In the listing below, turn the part that starts with the line containing "Exercise. Mark the green door" and ends with the line containing "273), (231, 269)]", both of those lines included, into a JSON list of strings with one string for each line. Leave out blank lines.

[Records from a dataset]
------------------------------------
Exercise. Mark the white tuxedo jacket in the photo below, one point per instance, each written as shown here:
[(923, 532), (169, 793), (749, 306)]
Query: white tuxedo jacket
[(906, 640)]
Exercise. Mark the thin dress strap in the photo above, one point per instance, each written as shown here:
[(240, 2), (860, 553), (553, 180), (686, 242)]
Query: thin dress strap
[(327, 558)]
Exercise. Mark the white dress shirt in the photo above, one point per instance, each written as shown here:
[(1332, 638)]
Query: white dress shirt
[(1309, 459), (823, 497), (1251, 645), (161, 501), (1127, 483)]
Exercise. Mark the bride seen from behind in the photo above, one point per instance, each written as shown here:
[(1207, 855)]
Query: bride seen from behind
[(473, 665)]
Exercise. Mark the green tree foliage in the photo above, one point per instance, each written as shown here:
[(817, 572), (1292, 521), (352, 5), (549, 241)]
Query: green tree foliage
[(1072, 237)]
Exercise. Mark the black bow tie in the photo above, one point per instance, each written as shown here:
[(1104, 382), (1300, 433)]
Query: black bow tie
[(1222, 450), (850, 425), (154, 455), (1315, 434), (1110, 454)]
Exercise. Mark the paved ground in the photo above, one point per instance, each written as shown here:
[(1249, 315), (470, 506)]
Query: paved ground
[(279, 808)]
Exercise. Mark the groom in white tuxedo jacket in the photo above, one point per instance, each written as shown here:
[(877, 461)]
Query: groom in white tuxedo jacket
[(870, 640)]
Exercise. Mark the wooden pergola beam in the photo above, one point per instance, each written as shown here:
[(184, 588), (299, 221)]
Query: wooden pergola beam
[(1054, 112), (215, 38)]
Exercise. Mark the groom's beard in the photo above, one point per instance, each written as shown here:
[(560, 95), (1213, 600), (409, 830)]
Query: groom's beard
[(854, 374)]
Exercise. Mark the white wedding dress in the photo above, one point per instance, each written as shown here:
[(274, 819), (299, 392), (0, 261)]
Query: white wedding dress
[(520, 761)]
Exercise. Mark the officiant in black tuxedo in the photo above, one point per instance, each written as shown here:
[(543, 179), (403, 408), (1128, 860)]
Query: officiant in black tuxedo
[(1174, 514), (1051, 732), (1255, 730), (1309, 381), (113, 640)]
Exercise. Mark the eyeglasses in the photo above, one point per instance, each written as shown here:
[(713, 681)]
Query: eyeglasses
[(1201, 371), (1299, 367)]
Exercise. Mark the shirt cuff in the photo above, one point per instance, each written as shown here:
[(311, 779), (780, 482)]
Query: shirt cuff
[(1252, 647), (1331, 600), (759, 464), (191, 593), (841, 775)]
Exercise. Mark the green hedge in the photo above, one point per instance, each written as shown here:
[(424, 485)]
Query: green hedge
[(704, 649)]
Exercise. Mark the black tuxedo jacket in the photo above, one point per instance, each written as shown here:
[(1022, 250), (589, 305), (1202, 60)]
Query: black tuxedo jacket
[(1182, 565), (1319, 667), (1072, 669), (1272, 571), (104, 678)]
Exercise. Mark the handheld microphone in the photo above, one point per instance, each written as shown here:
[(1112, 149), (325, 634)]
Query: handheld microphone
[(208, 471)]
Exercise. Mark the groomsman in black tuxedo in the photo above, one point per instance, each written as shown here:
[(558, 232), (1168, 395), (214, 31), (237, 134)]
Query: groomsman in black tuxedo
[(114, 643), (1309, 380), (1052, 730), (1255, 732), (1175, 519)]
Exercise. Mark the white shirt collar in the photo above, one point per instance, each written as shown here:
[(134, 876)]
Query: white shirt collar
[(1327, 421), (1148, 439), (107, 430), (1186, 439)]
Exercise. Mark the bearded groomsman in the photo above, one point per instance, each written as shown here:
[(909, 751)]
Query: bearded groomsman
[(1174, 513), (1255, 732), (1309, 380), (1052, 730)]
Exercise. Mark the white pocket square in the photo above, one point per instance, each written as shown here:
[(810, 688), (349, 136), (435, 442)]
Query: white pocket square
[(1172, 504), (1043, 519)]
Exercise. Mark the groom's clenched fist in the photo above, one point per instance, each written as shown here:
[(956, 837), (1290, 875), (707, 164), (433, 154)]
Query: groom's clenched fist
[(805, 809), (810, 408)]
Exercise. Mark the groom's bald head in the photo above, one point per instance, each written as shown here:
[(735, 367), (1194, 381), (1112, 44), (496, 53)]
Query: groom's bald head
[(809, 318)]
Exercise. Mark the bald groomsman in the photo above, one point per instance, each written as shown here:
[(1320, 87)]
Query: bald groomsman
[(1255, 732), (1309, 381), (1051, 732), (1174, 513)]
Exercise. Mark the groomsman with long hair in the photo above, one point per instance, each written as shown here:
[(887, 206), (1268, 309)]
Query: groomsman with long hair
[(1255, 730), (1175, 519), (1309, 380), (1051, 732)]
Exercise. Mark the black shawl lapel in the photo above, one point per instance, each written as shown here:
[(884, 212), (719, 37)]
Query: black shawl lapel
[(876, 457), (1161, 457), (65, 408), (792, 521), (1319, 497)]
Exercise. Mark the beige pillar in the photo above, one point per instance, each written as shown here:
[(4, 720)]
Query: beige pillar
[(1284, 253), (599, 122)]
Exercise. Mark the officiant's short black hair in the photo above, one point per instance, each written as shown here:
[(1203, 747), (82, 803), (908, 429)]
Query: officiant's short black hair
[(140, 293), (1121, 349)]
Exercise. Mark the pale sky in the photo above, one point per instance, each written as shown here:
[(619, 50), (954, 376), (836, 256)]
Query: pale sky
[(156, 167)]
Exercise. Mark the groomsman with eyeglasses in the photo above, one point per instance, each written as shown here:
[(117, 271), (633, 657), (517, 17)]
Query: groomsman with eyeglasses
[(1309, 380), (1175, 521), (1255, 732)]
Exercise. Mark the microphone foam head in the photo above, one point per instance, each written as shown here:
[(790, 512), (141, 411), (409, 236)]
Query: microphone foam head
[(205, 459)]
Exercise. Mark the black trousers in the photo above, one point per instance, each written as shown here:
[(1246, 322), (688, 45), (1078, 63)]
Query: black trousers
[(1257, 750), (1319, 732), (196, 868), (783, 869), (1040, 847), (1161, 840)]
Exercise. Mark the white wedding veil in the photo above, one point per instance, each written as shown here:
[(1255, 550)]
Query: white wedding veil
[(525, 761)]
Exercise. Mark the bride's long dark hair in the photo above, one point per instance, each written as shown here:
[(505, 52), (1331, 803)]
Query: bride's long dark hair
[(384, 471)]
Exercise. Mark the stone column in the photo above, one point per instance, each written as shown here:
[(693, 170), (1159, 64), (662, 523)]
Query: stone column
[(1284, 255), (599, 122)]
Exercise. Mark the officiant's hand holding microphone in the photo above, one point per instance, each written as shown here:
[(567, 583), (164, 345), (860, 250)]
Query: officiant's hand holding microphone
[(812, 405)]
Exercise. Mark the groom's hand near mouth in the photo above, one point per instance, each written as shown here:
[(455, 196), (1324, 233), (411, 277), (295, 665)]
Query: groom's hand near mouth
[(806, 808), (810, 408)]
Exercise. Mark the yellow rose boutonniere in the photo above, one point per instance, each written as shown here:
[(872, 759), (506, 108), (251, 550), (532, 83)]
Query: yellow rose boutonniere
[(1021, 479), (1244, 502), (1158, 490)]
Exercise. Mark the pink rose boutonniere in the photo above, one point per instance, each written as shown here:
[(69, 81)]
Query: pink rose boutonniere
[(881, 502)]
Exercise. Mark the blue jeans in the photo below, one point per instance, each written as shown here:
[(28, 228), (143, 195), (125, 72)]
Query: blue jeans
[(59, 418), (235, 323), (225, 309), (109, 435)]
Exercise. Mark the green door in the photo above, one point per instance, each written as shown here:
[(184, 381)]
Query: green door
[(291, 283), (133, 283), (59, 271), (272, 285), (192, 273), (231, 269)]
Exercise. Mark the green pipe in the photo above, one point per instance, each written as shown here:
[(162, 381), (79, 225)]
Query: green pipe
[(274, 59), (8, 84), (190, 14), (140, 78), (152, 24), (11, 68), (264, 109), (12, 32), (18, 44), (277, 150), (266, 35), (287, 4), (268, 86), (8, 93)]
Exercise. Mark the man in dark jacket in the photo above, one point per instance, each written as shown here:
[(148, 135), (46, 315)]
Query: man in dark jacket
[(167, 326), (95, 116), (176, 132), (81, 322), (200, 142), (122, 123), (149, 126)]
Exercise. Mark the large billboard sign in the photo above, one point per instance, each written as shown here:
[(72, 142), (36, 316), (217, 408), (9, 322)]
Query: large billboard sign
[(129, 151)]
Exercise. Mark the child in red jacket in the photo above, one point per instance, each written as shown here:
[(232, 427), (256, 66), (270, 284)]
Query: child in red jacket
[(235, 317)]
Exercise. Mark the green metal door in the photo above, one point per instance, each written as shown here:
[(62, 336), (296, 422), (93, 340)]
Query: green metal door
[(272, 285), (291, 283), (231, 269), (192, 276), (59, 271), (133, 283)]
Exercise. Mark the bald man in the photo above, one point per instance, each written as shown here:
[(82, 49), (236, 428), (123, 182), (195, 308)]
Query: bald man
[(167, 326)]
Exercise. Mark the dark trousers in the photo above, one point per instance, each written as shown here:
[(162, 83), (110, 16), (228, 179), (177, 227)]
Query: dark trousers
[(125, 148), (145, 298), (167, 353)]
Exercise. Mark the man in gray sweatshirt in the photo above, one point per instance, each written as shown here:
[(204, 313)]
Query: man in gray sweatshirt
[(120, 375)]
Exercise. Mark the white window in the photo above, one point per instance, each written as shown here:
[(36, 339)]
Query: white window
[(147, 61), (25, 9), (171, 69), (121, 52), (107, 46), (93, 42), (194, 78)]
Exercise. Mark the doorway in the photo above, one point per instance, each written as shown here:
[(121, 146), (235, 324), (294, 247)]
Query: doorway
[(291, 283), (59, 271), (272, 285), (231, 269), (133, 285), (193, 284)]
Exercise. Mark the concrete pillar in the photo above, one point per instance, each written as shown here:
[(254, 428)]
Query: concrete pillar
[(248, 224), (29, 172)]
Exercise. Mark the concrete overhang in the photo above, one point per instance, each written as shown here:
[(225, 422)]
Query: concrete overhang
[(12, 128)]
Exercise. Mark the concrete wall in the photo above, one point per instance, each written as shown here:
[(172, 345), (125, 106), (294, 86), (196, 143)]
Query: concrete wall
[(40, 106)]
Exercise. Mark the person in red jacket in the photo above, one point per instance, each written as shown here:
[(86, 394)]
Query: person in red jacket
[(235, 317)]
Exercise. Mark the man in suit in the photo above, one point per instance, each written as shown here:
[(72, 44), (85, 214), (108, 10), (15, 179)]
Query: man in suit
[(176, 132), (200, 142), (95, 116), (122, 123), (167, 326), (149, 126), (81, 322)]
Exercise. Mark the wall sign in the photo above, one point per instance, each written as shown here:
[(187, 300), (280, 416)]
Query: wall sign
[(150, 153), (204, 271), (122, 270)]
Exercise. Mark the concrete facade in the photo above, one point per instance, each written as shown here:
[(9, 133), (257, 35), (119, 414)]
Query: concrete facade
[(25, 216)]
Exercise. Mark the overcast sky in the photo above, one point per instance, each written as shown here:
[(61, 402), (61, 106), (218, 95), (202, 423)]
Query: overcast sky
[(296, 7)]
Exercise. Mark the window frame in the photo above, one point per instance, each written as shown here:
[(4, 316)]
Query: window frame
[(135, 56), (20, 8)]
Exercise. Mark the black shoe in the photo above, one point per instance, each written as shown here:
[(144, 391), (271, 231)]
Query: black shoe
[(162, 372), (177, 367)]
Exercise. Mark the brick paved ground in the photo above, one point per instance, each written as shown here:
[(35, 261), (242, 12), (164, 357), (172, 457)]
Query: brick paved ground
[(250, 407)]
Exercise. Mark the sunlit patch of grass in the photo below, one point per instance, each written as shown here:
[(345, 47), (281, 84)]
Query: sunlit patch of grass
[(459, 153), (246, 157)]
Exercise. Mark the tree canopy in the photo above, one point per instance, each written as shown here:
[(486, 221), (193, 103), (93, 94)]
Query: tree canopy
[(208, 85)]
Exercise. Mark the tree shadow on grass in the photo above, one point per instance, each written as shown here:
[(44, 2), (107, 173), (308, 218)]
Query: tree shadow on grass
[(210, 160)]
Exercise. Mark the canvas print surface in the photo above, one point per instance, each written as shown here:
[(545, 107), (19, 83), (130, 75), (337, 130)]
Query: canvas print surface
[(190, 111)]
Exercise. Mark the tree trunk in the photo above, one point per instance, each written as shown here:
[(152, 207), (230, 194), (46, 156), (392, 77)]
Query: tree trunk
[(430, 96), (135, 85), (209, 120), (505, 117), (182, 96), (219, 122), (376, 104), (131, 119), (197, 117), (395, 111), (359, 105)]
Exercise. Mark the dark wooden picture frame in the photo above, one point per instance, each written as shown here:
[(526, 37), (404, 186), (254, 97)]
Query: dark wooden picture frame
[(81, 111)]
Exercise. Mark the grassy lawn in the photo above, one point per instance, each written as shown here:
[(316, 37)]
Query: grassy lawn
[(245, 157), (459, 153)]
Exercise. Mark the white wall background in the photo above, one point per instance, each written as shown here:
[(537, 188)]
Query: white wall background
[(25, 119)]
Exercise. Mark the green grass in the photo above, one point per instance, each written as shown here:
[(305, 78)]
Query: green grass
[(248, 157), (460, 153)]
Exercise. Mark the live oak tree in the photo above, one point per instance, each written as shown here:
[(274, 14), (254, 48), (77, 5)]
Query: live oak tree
------------------------------------
**FULL OUTPUT**.
[
  "Exercise. Mark the green door in the photo above, one point per instance, each written as shown here:",
  "[(184, 381)]",
  "Query: green door",
  "[(291, 283), (133, 283), (59, 271), (272, 285), (192, 273), (231, 269)]"
]